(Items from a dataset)
^^^^^^^^

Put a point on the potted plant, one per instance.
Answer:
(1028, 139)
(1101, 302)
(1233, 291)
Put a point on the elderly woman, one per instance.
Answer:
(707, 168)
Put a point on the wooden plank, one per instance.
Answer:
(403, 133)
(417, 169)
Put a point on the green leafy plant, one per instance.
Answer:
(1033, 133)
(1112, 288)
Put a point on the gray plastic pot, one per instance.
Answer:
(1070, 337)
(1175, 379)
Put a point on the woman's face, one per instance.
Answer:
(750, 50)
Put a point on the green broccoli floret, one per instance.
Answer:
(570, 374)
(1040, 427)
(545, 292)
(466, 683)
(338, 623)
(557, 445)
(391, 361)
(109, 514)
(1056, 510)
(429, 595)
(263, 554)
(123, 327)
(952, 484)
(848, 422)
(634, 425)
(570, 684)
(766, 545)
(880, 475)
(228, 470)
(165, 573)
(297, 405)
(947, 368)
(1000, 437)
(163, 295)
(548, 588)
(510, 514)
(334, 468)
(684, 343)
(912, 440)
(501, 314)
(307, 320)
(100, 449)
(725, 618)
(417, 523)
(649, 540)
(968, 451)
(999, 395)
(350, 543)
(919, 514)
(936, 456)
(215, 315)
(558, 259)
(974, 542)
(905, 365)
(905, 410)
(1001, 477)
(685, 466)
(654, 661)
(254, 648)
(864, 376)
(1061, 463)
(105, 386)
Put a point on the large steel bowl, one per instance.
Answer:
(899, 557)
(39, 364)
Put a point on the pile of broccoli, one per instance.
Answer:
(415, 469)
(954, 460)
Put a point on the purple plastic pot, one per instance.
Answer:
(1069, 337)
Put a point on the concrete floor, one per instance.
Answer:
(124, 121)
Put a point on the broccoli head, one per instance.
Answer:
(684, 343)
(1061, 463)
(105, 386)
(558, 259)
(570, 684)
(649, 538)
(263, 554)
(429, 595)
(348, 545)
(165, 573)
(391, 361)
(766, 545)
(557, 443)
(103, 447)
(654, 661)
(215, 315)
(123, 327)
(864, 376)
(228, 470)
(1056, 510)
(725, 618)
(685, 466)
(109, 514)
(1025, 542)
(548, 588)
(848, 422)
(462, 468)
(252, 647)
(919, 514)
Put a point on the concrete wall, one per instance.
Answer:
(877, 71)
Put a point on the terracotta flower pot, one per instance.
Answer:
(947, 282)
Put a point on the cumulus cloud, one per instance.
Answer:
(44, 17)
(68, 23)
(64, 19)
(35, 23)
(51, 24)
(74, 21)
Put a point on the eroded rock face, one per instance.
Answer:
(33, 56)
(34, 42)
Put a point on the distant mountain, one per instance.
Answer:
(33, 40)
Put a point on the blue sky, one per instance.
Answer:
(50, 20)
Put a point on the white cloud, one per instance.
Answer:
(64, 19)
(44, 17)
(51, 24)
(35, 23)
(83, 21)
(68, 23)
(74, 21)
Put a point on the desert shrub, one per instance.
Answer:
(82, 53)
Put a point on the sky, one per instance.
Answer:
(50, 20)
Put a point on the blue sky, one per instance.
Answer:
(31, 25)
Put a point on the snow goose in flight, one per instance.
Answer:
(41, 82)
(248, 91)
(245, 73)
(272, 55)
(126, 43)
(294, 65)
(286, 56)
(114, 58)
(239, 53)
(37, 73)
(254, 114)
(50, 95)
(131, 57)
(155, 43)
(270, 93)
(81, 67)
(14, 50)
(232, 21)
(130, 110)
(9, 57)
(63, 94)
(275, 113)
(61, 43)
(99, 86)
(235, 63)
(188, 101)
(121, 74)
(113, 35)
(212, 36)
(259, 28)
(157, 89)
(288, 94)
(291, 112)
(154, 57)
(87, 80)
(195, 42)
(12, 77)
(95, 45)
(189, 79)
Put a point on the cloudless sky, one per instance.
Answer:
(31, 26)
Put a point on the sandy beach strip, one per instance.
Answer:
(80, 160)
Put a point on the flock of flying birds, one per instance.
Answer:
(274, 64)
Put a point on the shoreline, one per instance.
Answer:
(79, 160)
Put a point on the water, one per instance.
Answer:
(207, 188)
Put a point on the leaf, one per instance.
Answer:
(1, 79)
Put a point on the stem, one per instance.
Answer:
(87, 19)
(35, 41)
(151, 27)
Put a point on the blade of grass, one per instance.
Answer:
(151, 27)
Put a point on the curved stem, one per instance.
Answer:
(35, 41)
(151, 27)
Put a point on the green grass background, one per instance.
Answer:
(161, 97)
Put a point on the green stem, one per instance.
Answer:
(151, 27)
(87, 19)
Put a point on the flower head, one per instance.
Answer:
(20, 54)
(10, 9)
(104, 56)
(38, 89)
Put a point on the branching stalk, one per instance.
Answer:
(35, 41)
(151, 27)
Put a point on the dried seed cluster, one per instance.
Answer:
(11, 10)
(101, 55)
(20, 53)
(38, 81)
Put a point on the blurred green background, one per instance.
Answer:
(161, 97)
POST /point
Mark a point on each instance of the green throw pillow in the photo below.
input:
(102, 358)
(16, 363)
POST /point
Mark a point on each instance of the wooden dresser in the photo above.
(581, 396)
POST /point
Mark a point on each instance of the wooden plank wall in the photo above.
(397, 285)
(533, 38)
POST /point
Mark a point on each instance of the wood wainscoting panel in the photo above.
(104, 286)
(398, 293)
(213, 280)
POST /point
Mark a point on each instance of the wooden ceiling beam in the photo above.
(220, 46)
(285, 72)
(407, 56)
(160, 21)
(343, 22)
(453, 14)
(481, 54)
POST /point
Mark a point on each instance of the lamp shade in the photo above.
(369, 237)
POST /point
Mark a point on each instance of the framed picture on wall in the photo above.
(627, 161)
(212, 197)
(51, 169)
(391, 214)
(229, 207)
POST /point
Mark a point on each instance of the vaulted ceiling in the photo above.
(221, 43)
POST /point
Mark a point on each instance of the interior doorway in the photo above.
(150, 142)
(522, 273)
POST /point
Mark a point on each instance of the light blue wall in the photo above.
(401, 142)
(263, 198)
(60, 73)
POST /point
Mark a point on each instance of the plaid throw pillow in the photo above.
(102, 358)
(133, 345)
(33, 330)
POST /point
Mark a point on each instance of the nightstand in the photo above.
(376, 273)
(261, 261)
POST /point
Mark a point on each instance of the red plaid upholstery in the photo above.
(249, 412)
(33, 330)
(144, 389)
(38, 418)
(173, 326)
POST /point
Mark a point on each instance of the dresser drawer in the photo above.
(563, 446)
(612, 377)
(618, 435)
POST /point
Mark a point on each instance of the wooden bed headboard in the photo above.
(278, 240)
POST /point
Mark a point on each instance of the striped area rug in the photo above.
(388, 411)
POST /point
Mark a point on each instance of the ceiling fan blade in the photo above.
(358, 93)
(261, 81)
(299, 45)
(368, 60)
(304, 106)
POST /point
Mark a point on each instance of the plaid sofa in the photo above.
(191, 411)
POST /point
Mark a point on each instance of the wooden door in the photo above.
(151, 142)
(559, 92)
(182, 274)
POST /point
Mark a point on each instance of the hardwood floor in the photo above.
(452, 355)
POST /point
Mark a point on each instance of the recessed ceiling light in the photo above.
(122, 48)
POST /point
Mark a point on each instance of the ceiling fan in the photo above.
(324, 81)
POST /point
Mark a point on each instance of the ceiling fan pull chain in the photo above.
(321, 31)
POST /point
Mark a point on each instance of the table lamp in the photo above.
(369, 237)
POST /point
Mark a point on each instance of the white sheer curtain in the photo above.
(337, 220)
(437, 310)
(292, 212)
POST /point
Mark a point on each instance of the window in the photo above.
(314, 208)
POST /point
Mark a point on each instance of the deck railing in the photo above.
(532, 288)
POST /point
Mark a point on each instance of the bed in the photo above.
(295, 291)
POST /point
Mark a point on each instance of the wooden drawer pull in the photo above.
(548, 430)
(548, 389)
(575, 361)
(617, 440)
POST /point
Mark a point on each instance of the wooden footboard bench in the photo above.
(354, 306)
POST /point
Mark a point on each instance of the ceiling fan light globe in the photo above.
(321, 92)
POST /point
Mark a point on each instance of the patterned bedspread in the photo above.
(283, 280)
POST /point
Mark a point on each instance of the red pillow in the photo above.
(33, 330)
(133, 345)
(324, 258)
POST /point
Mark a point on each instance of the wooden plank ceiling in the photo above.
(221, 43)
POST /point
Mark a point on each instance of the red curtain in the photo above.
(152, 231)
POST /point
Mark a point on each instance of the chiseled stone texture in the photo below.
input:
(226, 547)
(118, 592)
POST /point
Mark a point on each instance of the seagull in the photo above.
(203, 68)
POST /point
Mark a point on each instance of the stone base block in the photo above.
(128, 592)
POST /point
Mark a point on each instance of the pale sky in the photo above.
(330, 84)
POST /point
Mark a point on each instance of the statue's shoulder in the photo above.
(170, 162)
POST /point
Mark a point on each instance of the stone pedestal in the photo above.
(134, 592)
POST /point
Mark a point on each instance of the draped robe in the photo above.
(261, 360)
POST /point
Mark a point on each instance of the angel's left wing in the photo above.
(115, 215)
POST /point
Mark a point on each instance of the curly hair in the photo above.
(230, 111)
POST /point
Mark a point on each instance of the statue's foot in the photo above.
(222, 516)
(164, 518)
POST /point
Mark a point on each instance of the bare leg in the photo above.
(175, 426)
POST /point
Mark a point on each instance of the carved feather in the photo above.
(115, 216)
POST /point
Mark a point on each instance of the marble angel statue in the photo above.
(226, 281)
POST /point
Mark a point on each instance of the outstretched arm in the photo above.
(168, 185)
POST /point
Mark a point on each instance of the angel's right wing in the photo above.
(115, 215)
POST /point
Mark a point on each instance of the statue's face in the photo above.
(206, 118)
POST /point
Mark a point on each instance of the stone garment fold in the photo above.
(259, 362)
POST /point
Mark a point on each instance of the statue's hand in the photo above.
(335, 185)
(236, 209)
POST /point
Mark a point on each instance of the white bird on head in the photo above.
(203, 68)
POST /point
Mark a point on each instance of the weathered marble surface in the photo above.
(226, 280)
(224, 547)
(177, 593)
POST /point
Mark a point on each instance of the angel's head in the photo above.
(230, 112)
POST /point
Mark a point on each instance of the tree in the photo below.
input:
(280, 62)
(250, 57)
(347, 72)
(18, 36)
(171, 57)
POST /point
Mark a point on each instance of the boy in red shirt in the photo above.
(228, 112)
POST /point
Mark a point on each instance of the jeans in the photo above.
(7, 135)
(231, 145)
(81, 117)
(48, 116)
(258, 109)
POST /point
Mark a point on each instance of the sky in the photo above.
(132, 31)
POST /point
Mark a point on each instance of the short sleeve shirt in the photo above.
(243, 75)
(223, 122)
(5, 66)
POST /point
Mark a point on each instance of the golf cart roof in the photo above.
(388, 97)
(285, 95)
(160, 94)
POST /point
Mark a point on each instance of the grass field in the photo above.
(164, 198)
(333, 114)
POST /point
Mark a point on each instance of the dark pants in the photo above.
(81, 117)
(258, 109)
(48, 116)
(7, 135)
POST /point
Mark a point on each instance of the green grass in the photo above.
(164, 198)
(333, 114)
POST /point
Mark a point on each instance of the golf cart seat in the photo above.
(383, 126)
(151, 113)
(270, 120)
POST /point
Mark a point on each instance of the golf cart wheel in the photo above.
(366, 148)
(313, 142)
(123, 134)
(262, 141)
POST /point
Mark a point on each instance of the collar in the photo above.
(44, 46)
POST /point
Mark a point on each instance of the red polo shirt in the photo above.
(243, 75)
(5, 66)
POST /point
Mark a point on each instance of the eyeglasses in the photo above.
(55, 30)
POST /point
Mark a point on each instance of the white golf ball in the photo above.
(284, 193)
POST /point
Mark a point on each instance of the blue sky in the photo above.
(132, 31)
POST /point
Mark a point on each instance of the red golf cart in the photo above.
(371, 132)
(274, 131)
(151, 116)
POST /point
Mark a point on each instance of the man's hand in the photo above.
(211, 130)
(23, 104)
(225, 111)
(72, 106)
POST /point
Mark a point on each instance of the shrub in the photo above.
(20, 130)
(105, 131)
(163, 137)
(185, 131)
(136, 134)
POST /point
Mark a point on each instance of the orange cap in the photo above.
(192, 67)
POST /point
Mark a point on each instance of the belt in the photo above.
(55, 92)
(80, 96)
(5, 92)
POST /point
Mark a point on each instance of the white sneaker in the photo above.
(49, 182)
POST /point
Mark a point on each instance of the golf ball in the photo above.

^^^^^^^^

What to do:
Exact duplication is required for the lines above, from the line that contains "Put a point on the sandy" to the line that contains "Put a point on the blade", inclusive; omit all others.

Answer section:
Put a point on the sandy beach strip, one per instance.
Answer:
(80, 160)
Put a point on the flock of flying birds, one per instance.
Answer:
(274, 64)
Put a point on the shoreline, one per instance.
Answer:
(79, 160)
Put a point on the water, one per instance.
Answer:
(207, 188)
Put a point on the leaf, one per instance.
Answer:
(1, 79)
Put a point on the stem, one per instance.
Answer:
(87, 19)
(35, 41)
(151, 27)
Put a point on the blade of grass, one per instance.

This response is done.